SUPPLIED RECORDS: Begin
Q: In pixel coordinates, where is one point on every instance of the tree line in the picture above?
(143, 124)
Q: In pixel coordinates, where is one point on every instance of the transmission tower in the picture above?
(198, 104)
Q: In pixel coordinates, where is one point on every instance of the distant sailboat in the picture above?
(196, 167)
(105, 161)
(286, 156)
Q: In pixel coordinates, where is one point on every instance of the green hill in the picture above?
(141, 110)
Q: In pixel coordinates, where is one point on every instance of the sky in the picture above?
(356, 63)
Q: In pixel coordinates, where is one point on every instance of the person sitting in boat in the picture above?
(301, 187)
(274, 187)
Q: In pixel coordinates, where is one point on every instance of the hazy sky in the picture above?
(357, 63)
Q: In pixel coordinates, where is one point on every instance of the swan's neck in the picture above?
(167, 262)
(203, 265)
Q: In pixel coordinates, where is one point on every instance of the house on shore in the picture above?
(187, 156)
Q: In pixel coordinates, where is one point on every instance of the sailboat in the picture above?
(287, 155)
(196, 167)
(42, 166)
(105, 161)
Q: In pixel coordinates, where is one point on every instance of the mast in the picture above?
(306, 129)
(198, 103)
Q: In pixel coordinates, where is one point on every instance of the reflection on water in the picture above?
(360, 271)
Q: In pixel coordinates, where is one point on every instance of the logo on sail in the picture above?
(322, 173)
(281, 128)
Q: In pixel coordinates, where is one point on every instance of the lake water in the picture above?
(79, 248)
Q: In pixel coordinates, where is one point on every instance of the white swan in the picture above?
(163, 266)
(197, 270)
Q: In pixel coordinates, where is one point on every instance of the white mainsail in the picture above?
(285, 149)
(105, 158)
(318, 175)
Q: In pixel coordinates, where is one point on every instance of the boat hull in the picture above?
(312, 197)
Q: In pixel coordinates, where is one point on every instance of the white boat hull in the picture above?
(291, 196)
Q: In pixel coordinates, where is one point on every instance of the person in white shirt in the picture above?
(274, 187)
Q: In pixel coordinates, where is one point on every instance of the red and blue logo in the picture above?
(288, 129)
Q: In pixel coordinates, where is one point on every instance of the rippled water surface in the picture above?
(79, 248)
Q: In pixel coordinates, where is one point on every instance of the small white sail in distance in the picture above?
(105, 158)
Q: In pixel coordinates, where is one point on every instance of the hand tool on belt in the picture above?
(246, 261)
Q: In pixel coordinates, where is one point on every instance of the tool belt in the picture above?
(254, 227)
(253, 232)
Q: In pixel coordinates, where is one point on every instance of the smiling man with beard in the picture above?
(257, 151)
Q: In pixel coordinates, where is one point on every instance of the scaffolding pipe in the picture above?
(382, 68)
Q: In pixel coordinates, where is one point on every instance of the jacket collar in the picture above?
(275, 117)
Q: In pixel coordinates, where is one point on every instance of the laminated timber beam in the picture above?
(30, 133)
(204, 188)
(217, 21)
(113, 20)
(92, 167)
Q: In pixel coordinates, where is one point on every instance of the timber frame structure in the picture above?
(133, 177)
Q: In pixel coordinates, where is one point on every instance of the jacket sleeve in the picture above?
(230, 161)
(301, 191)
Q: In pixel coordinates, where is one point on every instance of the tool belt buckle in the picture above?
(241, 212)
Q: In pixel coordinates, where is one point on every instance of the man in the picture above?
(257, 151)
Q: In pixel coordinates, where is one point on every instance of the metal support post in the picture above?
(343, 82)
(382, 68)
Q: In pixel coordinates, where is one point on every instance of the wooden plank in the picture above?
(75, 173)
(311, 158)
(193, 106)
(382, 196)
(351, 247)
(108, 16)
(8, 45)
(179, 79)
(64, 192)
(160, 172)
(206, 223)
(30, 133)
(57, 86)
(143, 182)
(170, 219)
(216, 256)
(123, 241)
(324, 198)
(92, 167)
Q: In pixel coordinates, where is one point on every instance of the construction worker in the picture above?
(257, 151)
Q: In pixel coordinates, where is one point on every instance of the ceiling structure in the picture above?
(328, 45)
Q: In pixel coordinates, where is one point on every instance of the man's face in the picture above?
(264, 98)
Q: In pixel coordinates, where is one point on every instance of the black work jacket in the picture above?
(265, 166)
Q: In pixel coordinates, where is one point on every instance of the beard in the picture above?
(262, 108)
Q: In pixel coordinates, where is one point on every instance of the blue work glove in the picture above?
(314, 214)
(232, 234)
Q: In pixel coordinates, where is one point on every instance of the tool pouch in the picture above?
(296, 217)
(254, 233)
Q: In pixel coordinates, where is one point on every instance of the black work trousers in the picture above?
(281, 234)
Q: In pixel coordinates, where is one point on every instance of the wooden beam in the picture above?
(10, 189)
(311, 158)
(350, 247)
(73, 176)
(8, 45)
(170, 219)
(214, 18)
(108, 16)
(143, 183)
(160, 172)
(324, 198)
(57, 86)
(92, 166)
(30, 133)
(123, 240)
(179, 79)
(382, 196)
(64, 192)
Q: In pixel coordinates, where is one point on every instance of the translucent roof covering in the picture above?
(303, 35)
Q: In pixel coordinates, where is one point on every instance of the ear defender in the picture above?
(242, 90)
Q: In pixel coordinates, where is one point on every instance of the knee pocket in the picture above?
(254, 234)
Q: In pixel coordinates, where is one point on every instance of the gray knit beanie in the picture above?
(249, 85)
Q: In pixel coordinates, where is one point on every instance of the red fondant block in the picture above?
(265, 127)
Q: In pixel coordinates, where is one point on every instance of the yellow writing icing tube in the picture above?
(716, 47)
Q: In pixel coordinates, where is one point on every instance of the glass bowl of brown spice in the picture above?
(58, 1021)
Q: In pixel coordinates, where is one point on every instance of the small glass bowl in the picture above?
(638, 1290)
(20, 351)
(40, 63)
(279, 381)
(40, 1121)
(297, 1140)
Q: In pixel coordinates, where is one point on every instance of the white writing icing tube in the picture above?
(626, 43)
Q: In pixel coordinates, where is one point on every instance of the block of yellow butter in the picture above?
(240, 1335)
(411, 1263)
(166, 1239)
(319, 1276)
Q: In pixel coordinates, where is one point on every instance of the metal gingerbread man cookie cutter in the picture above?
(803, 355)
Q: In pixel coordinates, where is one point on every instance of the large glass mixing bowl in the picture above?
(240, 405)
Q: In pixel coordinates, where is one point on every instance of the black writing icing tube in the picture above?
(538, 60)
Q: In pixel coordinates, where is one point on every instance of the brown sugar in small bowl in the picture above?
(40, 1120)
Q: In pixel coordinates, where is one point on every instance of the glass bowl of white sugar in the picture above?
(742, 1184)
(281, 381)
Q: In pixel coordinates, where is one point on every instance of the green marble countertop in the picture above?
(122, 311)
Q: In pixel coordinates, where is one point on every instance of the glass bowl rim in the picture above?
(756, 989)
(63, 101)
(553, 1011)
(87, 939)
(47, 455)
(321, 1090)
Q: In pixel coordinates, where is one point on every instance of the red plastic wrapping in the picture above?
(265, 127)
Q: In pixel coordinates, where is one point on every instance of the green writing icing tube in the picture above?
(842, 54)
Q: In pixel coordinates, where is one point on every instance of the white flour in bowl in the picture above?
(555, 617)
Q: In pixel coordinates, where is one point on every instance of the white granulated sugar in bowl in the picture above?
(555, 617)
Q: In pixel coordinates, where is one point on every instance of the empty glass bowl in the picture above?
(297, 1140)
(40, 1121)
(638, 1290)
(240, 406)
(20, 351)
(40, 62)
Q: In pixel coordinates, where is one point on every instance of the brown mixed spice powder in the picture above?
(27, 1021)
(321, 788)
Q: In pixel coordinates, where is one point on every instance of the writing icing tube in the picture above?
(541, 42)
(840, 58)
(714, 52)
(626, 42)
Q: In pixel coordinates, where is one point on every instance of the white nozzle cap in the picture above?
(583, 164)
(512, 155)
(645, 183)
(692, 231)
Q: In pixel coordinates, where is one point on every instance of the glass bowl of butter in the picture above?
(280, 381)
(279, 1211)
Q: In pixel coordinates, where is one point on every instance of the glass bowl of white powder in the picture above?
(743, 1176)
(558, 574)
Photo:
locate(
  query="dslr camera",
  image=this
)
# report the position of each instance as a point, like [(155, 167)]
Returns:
SUPPLIED RECORDS: End
**EXERCISE DETAILS**
All lines from the one that contains "white powder in the picture above?" to the last line above must be given again exactly, with both included and nothing added.

**SOLUTION TO THIS TASK**
Q: In pixel coordinates, where is one point on every instance of the glass bowl of white powder in the picture above?
(743, 1176)
(558, 574)
Photo:
locate(
  query="dslr camera",
  image=this
)
# report the position of each instance as a point, like [(155, 167)]
Returns:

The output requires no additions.